** What this task involves **
Leave every picture behind and copy the rest of the entries below exactly.
:: Data in this exercise ::
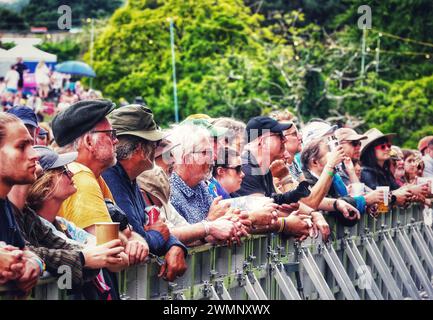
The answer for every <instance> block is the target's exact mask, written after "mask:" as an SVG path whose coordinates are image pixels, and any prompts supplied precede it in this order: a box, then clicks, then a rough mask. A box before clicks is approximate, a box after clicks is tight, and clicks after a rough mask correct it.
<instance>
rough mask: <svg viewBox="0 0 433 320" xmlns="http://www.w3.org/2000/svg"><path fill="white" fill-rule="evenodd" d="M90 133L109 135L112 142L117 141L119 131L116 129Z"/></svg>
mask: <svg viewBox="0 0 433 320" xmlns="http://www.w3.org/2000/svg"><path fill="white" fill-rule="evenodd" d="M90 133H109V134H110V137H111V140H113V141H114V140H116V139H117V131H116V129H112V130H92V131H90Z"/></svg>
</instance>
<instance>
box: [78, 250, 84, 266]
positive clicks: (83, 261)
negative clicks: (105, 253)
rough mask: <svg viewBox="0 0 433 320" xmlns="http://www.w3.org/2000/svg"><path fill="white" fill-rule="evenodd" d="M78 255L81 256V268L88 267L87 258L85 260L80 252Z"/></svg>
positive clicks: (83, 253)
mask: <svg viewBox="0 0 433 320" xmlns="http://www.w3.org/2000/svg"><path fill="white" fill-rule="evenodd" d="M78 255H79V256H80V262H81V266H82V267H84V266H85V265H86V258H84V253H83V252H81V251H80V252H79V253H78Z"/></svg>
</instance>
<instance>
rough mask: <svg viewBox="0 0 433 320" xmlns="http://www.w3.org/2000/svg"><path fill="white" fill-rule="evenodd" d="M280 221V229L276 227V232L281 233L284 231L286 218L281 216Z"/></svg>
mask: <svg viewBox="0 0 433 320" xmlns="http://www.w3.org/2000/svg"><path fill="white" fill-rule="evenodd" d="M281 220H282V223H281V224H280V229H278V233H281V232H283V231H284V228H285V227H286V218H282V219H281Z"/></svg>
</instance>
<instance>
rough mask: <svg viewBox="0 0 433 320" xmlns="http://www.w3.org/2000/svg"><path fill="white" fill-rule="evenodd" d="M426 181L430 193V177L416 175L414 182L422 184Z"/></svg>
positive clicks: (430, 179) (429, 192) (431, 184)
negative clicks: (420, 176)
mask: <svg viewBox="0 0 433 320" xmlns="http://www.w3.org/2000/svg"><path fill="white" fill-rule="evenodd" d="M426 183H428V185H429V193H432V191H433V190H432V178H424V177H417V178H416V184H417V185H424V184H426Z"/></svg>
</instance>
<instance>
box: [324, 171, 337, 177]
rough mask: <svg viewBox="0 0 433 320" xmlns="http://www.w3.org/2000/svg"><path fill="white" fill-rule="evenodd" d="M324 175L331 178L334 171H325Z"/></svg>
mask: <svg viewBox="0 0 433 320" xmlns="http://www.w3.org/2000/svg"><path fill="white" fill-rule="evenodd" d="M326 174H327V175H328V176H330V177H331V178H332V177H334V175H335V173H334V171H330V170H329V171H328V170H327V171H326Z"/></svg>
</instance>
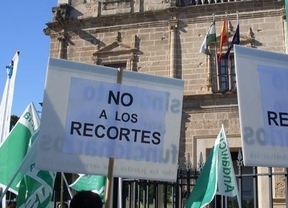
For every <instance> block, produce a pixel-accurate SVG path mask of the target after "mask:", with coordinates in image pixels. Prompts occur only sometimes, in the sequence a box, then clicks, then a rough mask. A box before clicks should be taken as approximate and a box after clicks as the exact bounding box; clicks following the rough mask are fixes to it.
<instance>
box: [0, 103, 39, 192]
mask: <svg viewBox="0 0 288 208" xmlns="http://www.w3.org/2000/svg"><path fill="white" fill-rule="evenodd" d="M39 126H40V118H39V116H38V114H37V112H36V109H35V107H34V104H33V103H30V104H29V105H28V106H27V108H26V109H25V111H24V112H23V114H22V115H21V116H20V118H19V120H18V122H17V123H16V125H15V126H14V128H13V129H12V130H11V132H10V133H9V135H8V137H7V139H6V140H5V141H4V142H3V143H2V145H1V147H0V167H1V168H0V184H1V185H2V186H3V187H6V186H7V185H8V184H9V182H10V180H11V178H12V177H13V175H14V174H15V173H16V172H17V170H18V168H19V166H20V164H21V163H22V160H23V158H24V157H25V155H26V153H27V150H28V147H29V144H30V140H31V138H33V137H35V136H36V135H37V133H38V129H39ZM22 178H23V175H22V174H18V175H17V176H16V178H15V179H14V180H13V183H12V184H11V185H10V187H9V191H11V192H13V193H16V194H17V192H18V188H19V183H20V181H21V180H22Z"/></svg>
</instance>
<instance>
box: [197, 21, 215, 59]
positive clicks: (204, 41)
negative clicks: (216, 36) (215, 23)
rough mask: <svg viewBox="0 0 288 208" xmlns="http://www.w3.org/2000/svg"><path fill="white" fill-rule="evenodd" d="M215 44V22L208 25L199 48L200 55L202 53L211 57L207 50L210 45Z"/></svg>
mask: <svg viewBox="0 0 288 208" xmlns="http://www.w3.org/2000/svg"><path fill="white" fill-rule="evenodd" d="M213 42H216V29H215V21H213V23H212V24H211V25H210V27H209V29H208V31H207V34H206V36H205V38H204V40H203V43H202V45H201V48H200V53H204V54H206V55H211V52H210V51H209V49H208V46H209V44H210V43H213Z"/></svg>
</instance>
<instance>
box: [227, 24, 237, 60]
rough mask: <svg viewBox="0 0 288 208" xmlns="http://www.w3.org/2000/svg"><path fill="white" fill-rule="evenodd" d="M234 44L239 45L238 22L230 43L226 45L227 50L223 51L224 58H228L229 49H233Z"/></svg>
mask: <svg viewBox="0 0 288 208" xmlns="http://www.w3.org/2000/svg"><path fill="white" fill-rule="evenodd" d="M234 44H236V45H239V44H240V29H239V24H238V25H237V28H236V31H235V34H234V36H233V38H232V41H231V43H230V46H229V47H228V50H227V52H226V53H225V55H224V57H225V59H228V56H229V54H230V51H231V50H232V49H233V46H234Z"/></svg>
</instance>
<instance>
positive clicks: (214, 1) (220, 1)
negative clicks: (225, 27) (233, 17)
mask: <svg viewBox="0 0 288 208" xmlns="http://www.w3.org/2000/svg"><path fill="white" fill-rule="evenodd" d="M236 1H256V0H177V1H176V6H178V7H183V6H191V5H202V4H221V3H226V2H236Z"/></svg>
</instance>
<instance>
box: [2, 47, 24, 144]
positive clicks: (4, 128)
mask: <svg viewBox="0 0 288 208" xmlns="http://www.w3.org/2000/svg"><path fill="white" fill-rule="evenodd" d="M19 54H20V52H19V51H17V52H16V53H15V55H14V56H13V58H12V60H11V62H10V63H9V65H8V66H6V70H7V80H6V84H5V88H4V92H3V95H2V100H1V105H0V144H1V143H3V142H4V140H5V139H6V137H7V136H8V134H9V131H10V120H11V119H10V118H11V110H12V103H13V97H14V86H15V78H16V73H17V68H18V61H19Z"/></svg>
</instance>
:::
** Task solution **
The answer for every <instance> block is the target's exact mask, written after "mask:" as an SVG path whose coordinates are image pixels, and any prompts supplied precede it in this order: a box, then clicks, then a rough mask. A box before clicks is approximate, a box after clicks is tight, and clicks after a rough mask correct it.
<instance>
rough mask: <svg viewBox="0 0 433 320" xmlns="http://www.w3.org/2000/svg"><path fill="white" fill-rule="evenodd" d="M90 133L109 135L112 142L117 141L119 131L116 129Z"/></svg>
mask: <svg viewBox="0 0 433 320" xmlns="http://www.w3.org/2000/svg"><path fill="white" fill-rule="evenodd" d="M90 133H109V134H110V137H111V140H113V141H114V140H116V139H117V131H116V129H112V130H92V131H90Z"/></svg>
</instance>
<instance>
box: [78, 250, 84, 266]
positive clicks: (83, 261)
negative clicks: (105, 253)
rough mask: <svg viewBox="0 0 433 320" xmlns="http://www.w3.org/2000/svg"><path fill="white" fill-rule="evenodd" d="M78 255L81 256V268L88 267L87 258L85 260L80 252Z"/></svg>
positive clicks: (83, 253)
mask: <svg viewBox="0 0 433 320" xmlns="http://www.w3.org/2000/svg"><path fill="white" fill-rule="evenodd" d="M78 255H79V256H80V262H81V266H82V267H84V266H85V265H86V258H84V253H83V252H81V251H80V252H79V253H78Z"/></svg>
</instance>
<instance>
rough mask: <svg viewBox="0 0 433 320" xmlns="http://www.w3.org/2000/svg"><path fill="white" fill-rule="evenodd" d="M280 221V229L276 227V232L281 233L284 231L286 218L281 216Z"/></svg>
mask: <svg viewBox="0 0 433 320" xmlns="http://www.w3.org/2000/svg"><path fill="white" fill-rule="evenodd" d="M281 220H282V223H281V224H280V229H278V233H281V232H283V231H284V228H285V227H286V218H282V219H281Z"/></svg>
</instance>
<instance>
rough mask: <svg viewBox="0 0 433 320" xmlns="http://www.w3.org/2000/svg"><path fill="white" fill-rule="evenodd" d="M426 181L430 193V177L416 175L414 182L422 184Z"/></svg>
positive clicks: (430, 179) (429, 192) (431, 184)
negative clicks: (420, 176)
mask: <svg viewBox="0 0 433 320" xmlns="http://www.w3.org/2000/svg"><path fill="white" fill-rule="evenodd" d="M426 183H428V185H429V193H432V191H433V190H432V178H424V177H417V178H416V184H417V185H424V184H426Z"/></svg>
</instance>
<instance>
box: [324, 171, 337, 177]
rough mask: <svg viewBox="0 0 433 320" xmlns="http://www.w3.org/2000/svg"><path fill="white" fill-rule="evenodd" d="M324 175L331 178L334 171H325Z"/></svg>
mask: <svg viewBox="0 0 433 320" xmlns="http://www.w3.org/2000/svg"><path fill="white" fill-rule="evenodd" d="M326 174H327V175H328V176H330V177H331V178H332V177H334V175H335V173H334V171H330V170H329V171H328V170H327V171H326Z"/></svg>
</instance>
For every <instance> block, produce a pixel-accurate SVG path mask of the target after "mask:", with coordinates in image pixels. Prompts occur only sometimes, in the sequence a box, then clicks, then a rough mask. A box before clicks should be taken as approximate and a box after clicks as the exact bounding box; clicks following the rough mask are fixes to it.
<instance>
box: [0, 103, 39, 192]
mask: <svg viewBox="0 0 288 208" xmlns="http://www.w3.org/2000/svg"><path fill="white" fill-rule="evenodd" d="M39 126H40V118H39V116H38V114H37V112H36V109H35V107H34V104H33V103H30V104H29V105H28V106H27V108H26V109H25V111H24V112H23V114H22V115H21V116H20V118H19V120H18V122H17V123H16V125H15V126H14V128H13V129H12V130H11V132H10V133H9V135H8V137H7V139H6V140H5V141H4V142H3V143H2V145H1V147H0V167H1V168H0V184H1V185H2V186H3V187H6V186H7V185H8V184H9V182H10V180H11V178H12V177H13V175H14V174H15V173H16V172H17V170H18V168H19V166H20V164H21V163H22V160H23V158H24V157H25V155H26V153H27V150H28V147H29V144H30V140H31V138H33V137H35V136H36V135H37V133H38V129H39ZM22 178H23V175H22V174H18V175H17V176H16V178H15V179H14V180H13V183H12V184H11V185H10V187H9V191H11V192H13V193H16V194H17V192H18V188H19V183H20V181H21V180H22Z"/></svg>
</instance>
<instance>
box: [197, 21, 215, 59]
positive clicks: (204, 41)
negative clicks: (216, 36) (215, 23)
rough mask: <svg viewBox="0 0 288 208" xmlns="http://www.w3.org/2000/svg"><path fill="white" fill-rule="evenodd" d="M215 44V22L208 25L199 48L200 55L202 53L211 57L207 50L210 45Z"/></svg>
mask: <svg viewBox="0 0 288 208" xmlns="http://www.w3.org/2000/svg"><path fill="white" fill-rule="evenodd" d="M213 42H216V29H215V21H213V23H212V24H211V25H210V27H209V29H208V31H207V34H206V36H205V38H204V40H203V43H202V45H201V48H200V53H204V54H206V55H211V52H210V51H209V49H208V46H209V44H210V43H213Z"/></svg>
</instance>
<instance>
box: [227, 24, 237, 60]
rough mask: <svg viewBox="0 0 288 208" xmlns="http://www.w3.org/2000/svg"><path fill="white" fill-rule="evenodd" d="M234 44L239 45L238 22L230 43L226 45L227 50L223 51L224 58H228L229 49H233Z"/></svg>
mask: <svg viewBox="0 0 288 208" xmlns="http://www.w3.org/2000/svg"><path fill="white" fill-rule="evenodd" d="M234 44H236V45H239V44H240V29H239V24H238V25H237V28H236V31H235V34H234V36H233V38H232V41H231V43H230V46H229V47H228V50H227V52H226V53H225V55H224V57H225V59H228V56H229V54H230V51H231V50H232V49H233V46H234Z"/></svg>
</instance>
<instance>
positive clicks: (214, 1) (220, 1)
negative clicks: (225, 27) (233, 17)
mask: <svg viewBox="0 0 288 208" xmlns="http://www.w3.org/2000/svg"><path fill="white" fill-rule="evenodd" d="M236 1H256V0H177V1H176V6H178V7H183V6H191V5H202V4H221V3H226V2H236Z"/></svg>
</instance>
<instance>
box: [2, 47, 24, 144]
positive clicks: (4, 128)
mask: <svg viewBox="0 0 288 208" xmlns="http://www.w3.org/2000/svg"><path fill="white" fill-rule="evenodd" d="M19 54H20V52H19V51H17V52H16V53H15V55H14V56H13V58H12V60H11V62H10V63H9V65H8V66H6V70H7V80H6V84H5V88H4V92H3V95H2V100H1V105H0V144H1V143H3V142H4V140H5V139H6V137H7V136H8V134H9V131H10V120H11V119H10V118H11V110H12V103H13V97H14V86H15V78H16V73H17V68H18V61H19Z"/></svg>
</instance>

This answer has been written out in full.